• WHAT IS REQUIRED
Recast the records starting with the line with "One point marks each instance of the glass" and going on through the line with "x=24, y=147" as a two-column CSV with the header row request,answer. Give one row per request, putting its text in the request field and its answer in the answer field, each field quoted and with line breaks turned into spaces.

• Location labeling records
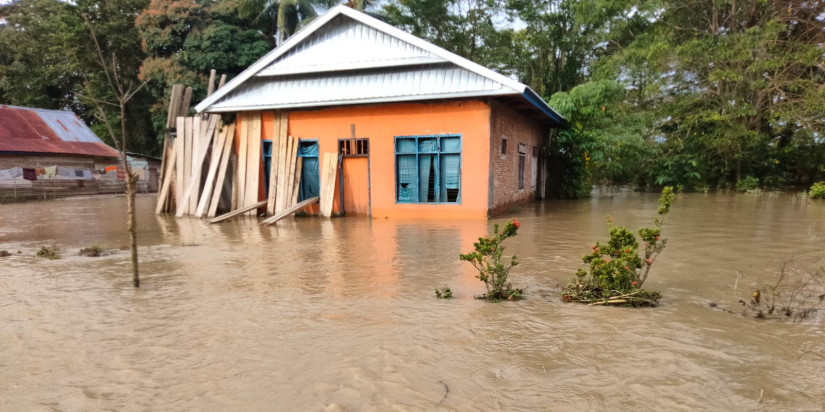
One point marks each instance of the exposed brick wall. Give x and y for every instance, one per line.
x=504, y=168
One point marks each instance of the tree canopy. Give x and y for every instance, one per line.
x=693, y=93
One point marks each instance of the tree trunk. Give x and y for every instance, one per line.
x=132, y=226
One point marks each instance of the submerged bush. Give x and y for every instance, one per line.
x=818, y=191
x=618, y=269
x=444, y=293
x=794, y=295
x=749, y=183
x=487, y=259
x=48, y=252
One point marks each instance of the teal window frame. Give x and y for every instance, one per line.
x=266, y=157
x=436, y=167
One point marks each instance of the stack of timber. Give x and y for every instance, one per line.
x=329, y=171
x=203, y=175
x=179, y=101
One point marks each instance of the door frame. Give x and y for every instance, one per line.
x=342, y=155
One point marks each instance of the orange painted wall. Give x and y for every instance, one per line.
x=381, y=123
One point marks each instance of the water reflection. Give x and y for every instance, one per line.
x=314, y=313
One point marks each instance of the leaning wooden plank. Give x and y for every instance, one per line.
x=211, y=87
x=164, y=191
x=195, y=181
x=242, y=159
x=290, y=182
x=225, y=155
x=179, y=161
x=296, y=185
x=211, y=175
x=333, y=172
x=196, y=145
x=175, y=100
x=273, y=167
x=283, y=148
x=187, y=159
x=238, y=212
x=290, y=211
x=184, y=104
x=253, y=162
x=327, y=184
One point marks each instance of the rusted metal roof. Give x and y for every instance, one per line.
x=26, y=130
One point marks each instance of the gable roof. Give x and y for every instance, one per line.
x=26, y=130
x=347, y=57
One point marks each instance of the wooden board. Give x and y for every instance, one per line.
x=240, y=211
x=167, y=183
x=273, y=167
x=253, y=165
x=328, y=183
x=293, y=162
x=289, y=211
x=179, y=160
x=191, y=194
x=211, y=87
x=222, y=168
x=187, y=155
x=242, y=156
x=184, y=105
x=282, y=153
x=175, y=101
x=296, y=184
x=196, y=137
x=211, y=175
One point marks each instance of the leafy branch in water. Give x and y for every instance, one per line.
x=618, y=269
x=492, y=270
x=444, y=293
x=795, y=294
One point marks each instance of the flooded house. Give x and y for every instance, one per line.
x=53, y=153
x=418, y=132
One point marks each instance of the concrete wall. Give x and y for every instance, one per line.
x=508, y=124
x=381, y=124
x=55, y=188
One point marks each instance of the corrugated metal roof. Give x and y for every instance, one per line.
x=343, y=44
x=347, y=57
x=48, y=131
x=358, y=87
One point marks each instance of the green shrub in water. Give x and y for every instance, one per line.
x=492, y=270
x=48, y=252
x=747, y=184
x=818, y=190
x=618, y=269
x=444, y=293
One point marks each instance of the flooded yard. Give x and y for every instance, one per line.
x=340, y=314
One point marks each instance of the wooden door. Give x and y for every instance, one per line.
x=356, y=180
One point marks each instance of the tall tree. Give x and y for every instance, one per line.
x=184, y=40
x=281, y=19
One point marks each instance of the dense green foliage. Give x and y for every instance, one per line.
x=492, y=269
x=619, y=267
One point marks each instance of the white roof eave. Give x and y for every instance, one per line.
x=350, y=102
x=369, y=21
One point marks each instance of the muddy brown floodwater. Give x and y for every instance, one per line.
x=340, y=314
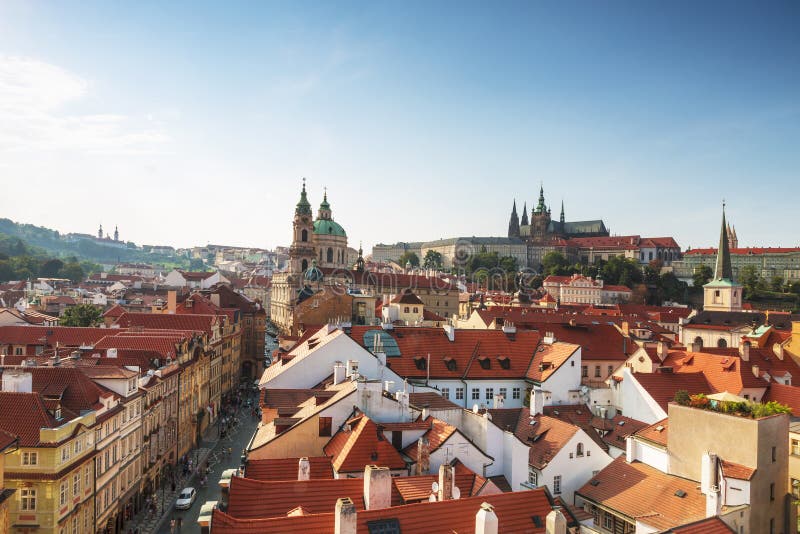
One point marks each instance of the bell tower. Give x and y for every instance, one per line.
x=301, y=252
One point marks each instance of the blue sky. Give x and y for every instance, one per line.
x=193, y=122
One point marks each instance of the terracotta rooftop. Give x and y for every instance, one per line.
x=518, y=512
x=364, y=444
x=638, y=491
x=285, y=469
x=472, y=354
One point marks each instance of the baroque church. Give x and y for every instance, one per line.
x=542, y=230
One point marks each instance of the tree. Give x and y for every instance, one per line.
x=73, y=271
x=554, y=263
x=702, y=275
x=51, y=268
x=432, y=260
x=81, y=315
x=409, y=257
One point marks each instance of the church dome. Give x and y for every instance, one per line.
x=313, y=273
x=328, y=227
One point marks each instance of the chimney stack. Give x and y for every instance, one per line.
x=377, y=487
x=345, y=517
x=486, y=520
x=423, y=457
x=555, y=522
x=446, y=477
x=744, y=351
x=662, y=350
x=303, y=469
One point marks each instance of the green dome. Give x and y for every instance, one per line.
x=328, y=227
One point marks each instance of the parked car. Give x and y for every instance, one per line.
x=186, y=499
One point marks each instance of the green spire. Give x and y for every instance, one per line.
x=723, y=268
x=540, y=207
x=303, y=207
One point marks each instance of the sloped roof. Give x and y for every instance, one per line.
x=467, y=347
x=363, y=445
x=285, y=469
x=639, y=491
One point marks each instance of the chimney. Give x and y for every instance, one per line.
x=450, y=331
x=377, y=487
x=446, y=482
x=345, y=517
x=172, y=298
x=303, y=469
x=537, y=401
x=662, y=350
x=744, y=351
x=339, y=373
x=423, y=457
x=556, y=523
x=486, y=520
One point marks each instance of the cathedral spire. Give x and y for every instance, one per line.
x=303, y=207
x=722, y=269
x=513, y=223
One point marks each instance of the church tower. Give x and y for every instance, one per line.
x=513, y=223
x=301, y=252
x=722, y=293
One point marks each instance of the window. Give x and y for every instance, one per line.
x=533, y=477
x=27, y=499
x=325, y=424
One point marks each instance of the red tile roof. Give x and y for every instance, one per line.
x=363, y=445
x=285, y=469
x=468, y=346
x=639, y=491
x=23, y=414
x=515, y=511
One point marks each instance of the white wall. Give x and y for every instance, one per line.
x=575, y=471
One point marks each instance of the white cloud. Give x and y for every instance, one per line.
x=32, y=97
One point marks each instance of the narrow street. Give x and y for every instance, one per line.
x=236, y=442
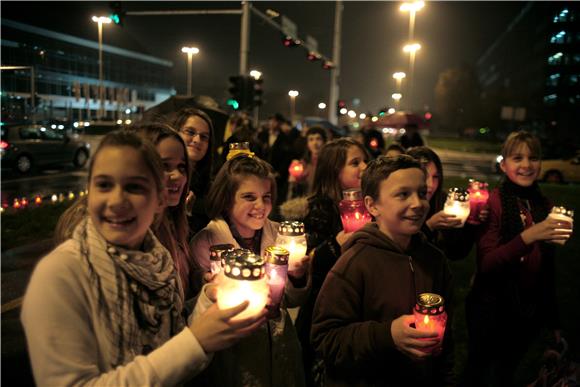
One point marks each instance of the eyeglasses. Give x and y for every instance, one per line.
x=192, y=133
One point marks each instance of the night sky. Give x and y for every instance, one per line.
x=373, y=34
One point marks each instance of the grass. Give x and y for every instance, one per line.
x=567, y=274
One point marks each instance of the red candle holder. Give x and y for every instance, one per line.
x=353, y=212
x=430, y=316
x=478, y=196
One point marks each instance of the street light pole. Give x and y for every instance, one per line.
x=100, y=20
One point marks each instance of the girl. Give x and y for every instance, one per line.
x=439, y=228
x=239, y=203
x=172, y=229
x=196, y=129
x=513, y=293
x=104, y=308
x=340, y=166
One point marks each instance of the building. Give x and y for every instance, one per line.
x=530, y=75
x=63, y=71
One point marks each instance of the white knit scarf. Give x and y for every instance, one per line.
x=138, y=293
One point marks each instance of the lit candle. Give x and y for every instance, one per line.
x=562, y=214
x=430, y=316
x=478, y=196
x=244, y=280
x=276, y=269
x=292, y=238
x=353, y=212
x=457, y=204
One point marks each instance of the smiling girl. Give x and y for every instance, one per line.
x=105, y=307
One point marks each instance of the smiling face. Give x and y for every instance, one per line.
x=175, y=165
x=354, y=166
x=195, y=133
x=123, y=199
x=252, y=205
x=401, y=206
x=521, y=166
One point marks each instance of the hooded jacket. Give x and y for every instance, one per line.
x=373, y=283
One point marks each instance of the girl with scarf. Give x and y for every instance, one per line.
x=105, y=307
x=513, y=292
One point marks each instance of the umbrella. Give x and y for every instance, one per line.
x=167, y=110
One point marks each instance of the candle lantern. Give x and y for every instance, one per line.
x=276, y=269
x=561, y=213
x=237, y=148
x=292, y=238
x=215, y=257
x=430, y=316
x=296, y=169
x=353, y=212
x=478, y=196
x=457, y=204
x=244, y=280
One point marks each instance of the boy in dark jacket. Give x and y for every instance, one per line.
x=363, y=325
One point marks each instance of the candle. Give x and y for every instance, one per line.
x=564, y=215
x=296, y=169
x=215, y=257
x=276, y=269
x=353, y=212
x=457, y=204
x=478, y=196
x=292, y=238
x=430, y=316
x=244, y=280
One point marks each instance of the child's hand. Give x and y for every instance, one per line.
x=409, y=340
x=549, y=229
x=215, y=330
x=441, y=220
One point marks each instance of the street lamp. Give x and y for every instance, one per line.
x=293, y=94
x=190, y=51
x=100, y=20
x=411, y=48
x=412, y=8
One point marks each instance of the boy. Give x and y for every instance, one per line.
x=362, y=317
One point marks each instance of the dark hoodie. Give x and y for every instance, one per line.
x=373, y=283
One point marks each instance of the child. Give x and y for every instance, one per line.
x=513, y=294
x=240, y=201
x=340, y=166
x=363, y=314
x=104, y=308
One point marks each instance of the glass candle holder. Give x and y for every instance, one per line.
x=562, y=214
x=430, y=316
x=353, y=212
x=215, y=257
x=291, y=237
x=276, y=270
x=478, y=196
x=237, y=148
x=457, y=204
x=244, y=280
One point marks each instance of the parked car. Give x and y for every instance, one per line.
x=24, y=147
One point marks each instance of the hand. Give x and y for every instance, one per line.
x=215, y=330
x=441, y=220
x=549, y=229
x=409, y=340
x=342, y=237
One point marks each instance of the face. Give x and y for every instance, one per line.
x=123, y=198
x=174, y=164
x=195, y=133
x=402, y=205
x=433, y=179
x=252, y=205
x=314, y=143
x=353, y=168
x=521, y=167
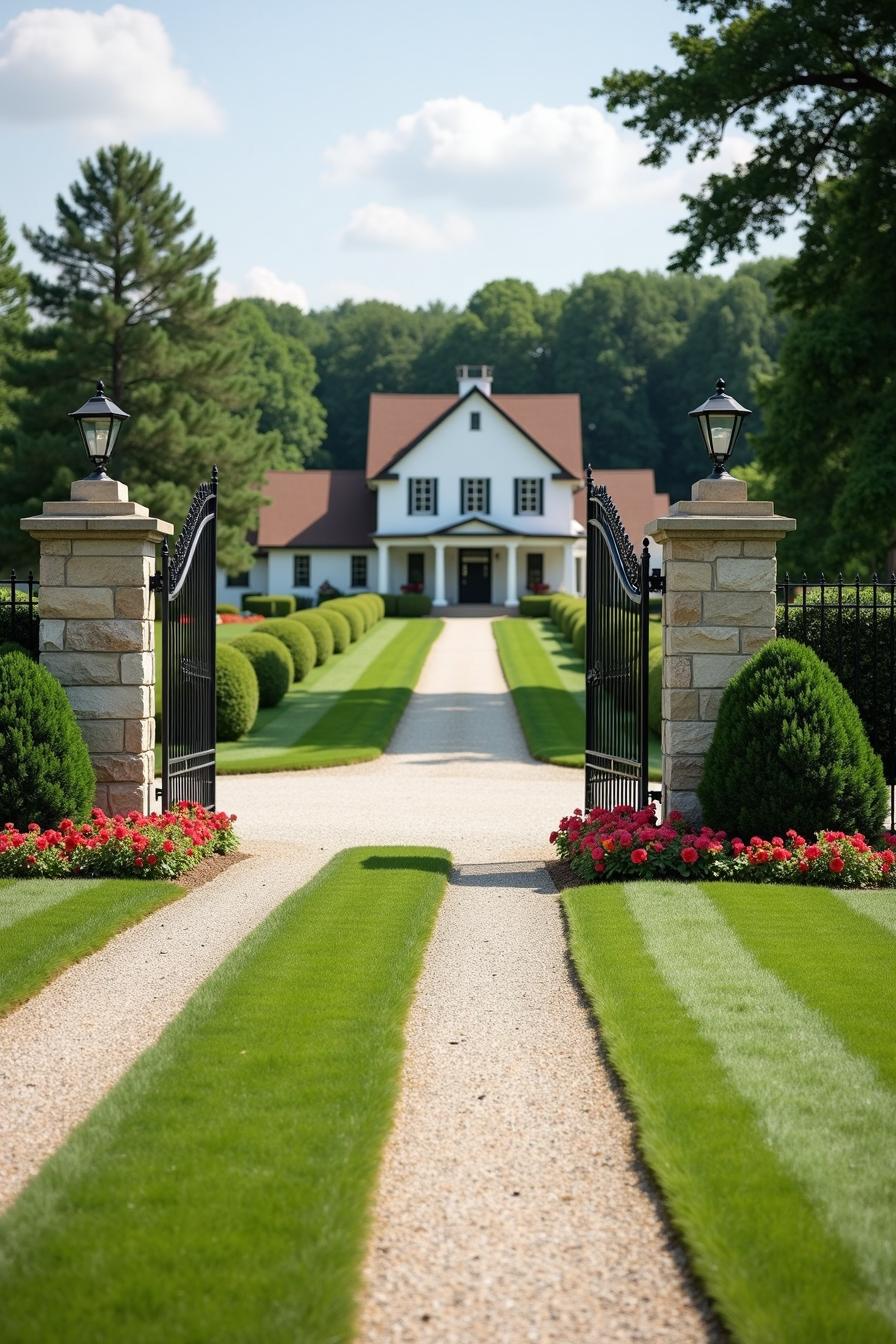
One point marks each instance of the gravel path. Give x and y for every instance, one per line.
x=511, y=1206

• ANSWER
request,answer
"One point marks each instance of the glass candle holder. Give x and y for every instance, one per line.","x=562, y=214 x=430, y=316 x=353, y=212 x=215, y=257 x=291, y=237 x=276, y=270 x=478, y=196 x=237, y=148 x=457, y=204 x=244, y=280"
"One point marks each instance of the parked car. Give x and y for every instance, one per line.","x=24, y=147"